PROVIDED TEXT:
Use of Direct Benefit Transfer (DBT) for financial assistance to the Building and Other Construction (BOC) Workers and Restriction on distribution of benefits in-kind by the State Welfare Boards
New Delhi: In a recently issued order, the Ministry of Labour and Employment has directed the State Welfare Boards (SWBs) not to distribute articles and household items to the BOC workers and instead provide monetary assistance through Direct Benefit Transfer (DBT) into the workers’ bank accounts. The order was circulated on 22nd March, 2021 to the Chief Secretaries, Principal Secretaries (Labour), Labour Commissioners and the Secretaries of the State BOCW Welfare Boards by the Ministry under the powers given to it by Section 60 of the Building and Other Construction Workers (Regulation of Employment and Conditions of Service) Act, 1996. The Act aims at regulating the safety, health, welfare and other conditions of service of the construction workers through the State Welfare Boards (SWBs) in every State/UT.
It had come to the notice of the Ministry of Labour and Employment that some State Welfare Boards were issuing tenders or incurring expenditure on distribution of household items such as lanterns, blankets, umbrellas, tool-kits, utensils, cycles and similar other articles instead of on tangible welfare measures such as life insurance, health insurance, disability cover, maternity benefits and old-age pensions for the workers. Since the procurement process adds layers to the entire process, with apprehension of leakages both at the procurement stage and at the distribution end, hence this decision was prompted.
Transfer of money in the form of cash has been completely stopped by the instant order and any monetary assistance has to be necessarily given through DBT. The order also puts a ban on the distribution of articles in kind. It mentions that no benefit can be provided in-kind except in extra-ordinary circumstances such as natural calamities, epidemics, fire, accidents caused due to occupational hazard or similar other crisis and only with the prior approval of the State Government. This is done with the intent that the welfare of the construction workers is not compromised during exceptional situations.
Section 22(1) of the Act comprehensively stipulates the functions of the State Welfare Boards. Sub-sections (a) to (g) mandate the State Welfare Boards to spend the Cess fund on payment of premium for pension, group insurance scheme, scholarships to workers’ children, medical expenses, maternity benefits and loans for house construction. As an exception, sub-section (h) allows the boards to spend on such other welfare measures and facilities as may be prescribed. It was observed that some State Welfare Boards had taken recourse to this sub-section of the Act and resorted to arbitrary use of cess funds for construction of buildings and distribution of articles and utensils instead of using it for the welfare of construction workers.

PROVIDED DATA:
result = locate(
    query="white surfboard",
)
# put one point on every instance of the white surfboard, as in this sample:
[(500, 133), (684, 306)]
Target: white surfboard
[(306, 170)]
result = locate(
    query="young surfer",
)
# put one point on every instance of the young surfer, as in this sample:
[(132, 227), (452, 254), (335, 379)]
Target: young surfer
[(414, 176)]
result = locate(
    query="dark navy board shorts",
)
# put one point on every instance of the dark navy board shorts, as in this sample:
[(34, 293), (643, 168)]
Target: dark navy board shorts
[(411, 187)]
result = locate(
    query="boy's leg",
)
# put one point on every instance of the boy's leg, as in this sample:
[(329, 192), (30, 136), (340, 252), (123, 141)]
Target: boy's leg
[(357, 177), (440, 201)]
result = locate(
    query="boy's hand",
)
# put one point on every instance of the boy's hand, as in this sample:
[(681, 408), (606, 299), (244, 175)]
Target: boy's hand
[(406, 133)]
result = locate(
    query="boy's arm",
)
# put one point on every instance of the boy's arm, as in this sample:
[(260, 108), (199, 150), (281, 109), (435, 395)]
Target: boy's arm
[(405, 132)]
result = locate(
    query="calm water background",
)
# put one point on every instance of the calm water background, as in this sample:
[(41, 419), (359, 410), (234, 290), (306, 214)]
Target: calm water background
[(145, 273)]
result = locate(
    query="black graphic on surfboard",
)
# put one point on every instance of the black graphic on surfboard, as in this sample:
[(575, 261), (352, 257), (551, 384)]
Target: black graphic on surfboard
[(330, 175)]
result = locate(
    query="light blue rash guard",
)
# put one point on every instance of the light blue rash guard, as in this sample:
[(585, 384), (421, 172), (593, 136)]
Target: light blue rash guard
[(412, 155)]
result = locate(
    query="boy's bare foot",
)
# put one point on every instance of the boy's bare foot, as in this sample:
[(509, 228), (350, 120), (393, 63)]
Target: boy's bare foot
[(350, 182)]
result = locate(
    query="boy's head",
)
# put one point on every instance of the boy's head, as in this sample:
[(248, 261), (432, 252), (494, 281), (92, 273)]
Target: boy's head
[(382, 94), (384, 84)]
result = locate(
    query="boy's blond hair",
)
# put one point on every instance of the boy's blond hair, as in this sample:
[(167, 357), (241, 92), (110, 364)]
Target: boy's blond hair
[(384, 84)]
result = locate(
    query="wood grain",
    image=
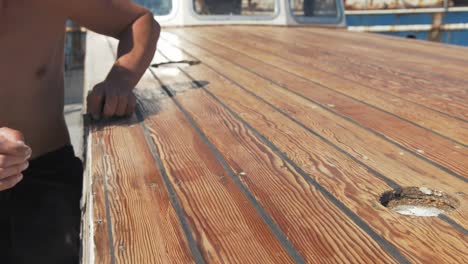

TASKS:
a) Translate this sentence from the text on welfare benefits for construction workers into Spanish: "The order also puts a ban on the distribution of articles in kind."
b) Decide whether each statement agrees with the text on welfare benefits for construction workers, and for each one answer yes or no and quote the words from the text that settle it: (i) The order was circulated on 22nd March, 2021. (ii) Under the order, cash transfers may continue alongside DBT. (iii) During a natural calamity, benefits in kind may be given without the State Government's approval.
c) Continue the text on welfare benefits for construction workers, beginning after its final sentence.

RESPONSES IN ORDER:
a) La orden también impone una prohibición a la distribución de artículos en especie.

b)
(i) Yes: "The order was circulated on 22nd March, 2021"
(ii) No: "Transfer of money in the form of cash has been completely stopped by the instant order"
(iii) No: "and only with the prior approval of the State Government"

c)
The order emphasizes that the social security coverage stipulated under Section 22(1) (a) to (g) will hold precedence over any other benefit being provided to the registered construction workers under Section 22 (1) (h) of the Act. After meeting these priority expenses as mentioned in Section 22(1)(a) to (g) of the Act, any balance of the cess fund can be utilized by the Boards for giving additional benefits as per the mandate given under Section 22 (1)(h) of the Act. To keep a vigilant eye on the nature of expenditure, the Ministry has asked the State Boards to furnish an Annual Return on the details of items on which the expenditure has been incurred under Section 22(1) (a) to (g) and Section 22(1) (h) separately.
The Cess fund is collected by the States at a uniform rate of 1% on the construction costs of the public and private construction works and utilised by the State Welfare Boards for the welfare of construction workers as per law. It was effectively utilised in 2020 during COVID lockdown to mitigate the adverse pecuniary impact on the migrant construction workers. An advisory was issued by the Labour Ministry on March 24, 2020 to all states to provide financial assistance to the affected BOC workers via DBT from the welfare fund maintained by them. Most State Welfare Boards gave out grants ranging between Rs 1000 to Rs 6000 to the registered workers. As per the latest figures, Rs 5618 crores were disbursed by the State Welfare Boards to about 1.83 crore construction workers directly into their bank accounts through DBT.